**WHAT TO DO**
Locate every line in the records below that contains the word "tree", and copy each such line in full.

**AVAILABLE DATA**
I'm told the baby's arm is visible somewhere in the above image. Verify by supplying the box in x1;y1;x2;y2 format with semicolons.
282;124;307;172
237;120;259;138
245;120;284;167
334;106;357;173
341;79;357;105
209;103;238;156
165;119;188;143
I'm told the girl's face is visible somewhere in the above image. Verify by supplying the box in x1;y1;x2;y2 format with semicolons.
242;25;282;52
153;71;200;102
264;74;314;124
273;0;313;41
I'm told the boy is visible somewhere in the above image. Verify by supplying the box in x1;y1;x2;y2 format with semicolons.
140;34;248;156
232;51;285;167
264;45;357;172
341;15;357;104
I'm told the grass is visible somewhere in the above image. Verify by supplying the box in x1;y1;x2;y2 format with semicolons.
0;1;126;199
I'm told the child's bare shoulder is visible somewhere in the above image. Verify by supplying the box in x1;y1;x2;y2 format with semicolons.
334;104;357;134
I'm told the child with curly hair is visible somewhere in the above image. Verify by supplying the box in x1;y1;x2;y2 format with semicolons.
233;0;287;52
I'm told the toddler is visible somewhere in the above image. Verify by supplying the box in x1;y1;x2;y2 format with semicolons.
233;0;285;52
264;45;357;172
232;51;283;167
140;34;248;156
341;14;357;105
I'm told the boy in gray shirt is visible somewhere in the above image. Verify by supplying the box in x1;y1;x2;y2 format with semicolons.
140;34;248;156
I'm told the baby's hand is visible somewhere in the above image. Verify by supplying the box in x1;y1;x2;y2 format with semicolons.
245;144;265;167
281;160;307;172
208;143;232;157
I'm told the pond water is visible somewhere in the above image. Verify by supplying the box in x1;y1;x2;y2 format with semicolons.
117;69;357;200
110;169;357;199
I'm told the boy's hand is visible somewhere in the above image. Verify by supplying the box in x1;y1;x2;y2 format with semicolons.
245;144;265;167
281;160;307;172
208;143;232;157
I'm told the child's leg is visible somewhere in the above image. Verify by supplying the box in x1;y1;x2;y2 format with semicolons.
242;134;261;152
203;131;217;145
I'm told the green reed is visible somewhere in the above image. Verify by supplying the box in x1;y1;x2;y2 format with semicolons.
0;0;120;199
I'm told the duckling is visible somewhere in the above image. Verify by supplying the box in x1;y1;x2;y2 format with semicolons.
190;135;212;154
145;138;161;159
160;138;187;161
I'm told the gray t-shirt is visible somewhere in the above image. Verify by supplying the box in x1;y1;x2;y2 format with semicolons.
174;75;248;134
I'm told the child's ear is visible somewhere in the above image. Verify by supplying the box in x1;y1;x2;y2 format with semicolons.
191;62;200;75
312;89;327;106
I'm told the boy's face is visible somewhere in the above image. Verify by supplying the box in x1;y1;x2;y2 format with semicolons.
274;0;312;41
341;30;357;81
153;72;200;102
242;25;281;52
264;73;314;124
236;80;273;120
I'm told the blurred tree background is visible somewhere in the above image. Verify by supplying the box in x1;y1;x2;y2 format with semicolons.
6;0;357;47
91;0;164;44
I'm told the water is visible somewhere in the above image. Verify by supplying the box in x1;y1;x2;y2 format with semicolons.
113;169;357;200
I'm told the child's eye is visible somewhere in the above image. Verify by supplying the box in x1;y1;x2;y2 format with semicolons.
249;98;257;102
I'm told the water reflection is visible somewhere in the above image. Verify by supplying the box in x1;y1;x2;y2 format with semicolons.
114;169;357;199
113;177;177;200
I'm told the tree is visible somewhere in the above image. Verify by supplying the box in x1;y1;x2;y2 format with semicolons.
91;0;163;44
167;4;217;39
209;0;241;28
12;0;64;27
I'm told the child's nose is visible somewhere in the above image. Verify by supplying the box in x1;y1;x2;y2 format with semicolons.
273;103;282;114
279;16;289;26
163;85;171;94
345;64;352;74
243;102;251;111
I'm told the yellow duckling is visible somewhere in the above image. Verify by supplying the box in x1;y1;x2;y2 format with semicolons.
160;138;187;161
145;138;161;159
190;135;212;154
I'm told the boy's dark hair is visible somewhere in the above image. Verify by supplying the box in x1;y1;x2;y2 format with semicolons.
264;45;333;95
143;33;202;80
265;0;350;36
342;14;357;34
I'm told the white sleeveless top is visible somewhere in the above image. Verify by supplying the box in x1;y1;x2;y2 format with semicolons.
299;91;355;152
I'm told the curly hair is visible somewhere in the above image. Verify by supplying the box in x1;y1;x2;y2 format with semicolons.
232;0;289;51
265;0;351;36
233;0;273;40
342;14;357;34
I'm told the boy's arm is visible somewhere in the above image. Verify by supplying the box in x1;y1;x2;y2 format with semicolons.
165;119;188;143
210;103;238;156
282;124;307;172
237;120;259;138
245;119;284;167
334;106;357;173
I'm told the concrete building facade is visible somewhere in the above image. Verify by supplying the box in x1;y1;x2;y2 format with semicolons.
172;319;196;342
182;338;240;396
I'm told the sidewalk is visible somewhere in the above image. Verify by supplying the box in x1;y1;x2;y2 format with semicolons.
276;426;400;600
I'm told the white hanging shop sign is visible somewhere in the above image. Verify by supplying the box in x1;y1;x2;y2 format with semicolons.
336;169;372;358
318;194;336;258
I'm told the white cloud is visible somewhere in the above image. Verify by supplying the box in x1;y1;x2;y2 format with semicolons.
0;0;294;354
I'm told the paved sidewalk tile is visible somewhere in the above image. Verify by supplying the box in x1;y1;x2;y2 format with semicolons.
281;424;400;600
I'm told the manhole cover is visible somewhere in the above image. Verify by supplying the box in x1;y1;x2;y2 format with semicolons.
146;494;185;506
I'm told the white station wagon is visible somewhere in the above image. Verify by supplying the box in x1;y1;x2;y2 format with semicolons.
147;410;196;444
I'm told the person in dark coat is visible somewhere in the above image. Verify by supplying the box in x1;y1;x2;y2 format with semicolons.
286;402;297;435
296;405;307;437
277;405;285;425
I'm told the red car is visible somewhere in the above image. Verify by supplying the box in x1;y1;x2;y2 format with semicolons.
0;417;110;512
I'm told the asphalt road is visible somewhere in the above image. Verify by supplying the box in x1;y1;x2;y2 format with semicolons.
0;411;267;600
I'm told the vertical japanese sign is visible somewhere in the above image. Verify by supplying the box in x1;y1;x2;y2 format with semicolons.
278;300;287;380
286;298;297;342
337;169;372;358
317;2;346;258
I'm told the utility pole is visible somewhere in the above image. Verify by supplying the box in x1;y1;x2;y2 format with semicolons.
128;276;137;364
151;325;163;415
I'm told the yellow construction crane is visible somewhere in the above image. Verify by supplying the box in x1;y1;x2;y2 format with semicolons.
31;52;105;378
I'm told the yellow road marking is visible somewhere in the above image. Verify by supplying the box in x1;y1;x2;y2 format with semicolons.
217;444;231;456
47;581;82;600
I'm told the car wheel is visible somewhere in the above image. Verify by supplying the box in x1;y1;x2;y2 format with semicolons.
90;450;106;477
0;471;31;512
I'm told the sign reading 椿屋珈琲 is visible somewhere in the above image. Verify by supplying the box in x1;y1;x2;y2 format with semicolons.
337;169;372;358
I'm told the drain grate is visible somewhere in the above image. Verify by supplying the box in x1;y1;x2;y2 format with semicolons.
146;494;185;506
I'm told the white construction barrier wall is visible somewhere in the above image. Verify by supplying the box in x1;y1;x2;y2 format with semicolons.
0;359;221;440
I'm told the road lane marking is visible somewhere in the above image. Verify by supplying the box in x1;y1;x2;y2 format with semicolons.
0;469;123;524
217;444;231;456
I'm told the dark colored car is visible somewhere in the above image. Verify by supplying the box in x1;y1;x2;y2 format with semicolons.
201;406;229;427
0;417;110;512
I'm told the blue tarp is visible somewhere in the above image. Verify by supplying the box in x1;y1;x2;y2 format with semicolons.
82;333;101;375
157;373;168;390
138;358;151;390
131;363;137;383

**OUTPUT**
I'm told the blurred tree background is visible somewhere in the above image. Verify by supplying the box in x1;y1;x2;y2 format with semicolons.
I'm told the tree is visible somewhere in the above image. Verify by supplying the box in x1;y1;x2;y2 format with semicolons.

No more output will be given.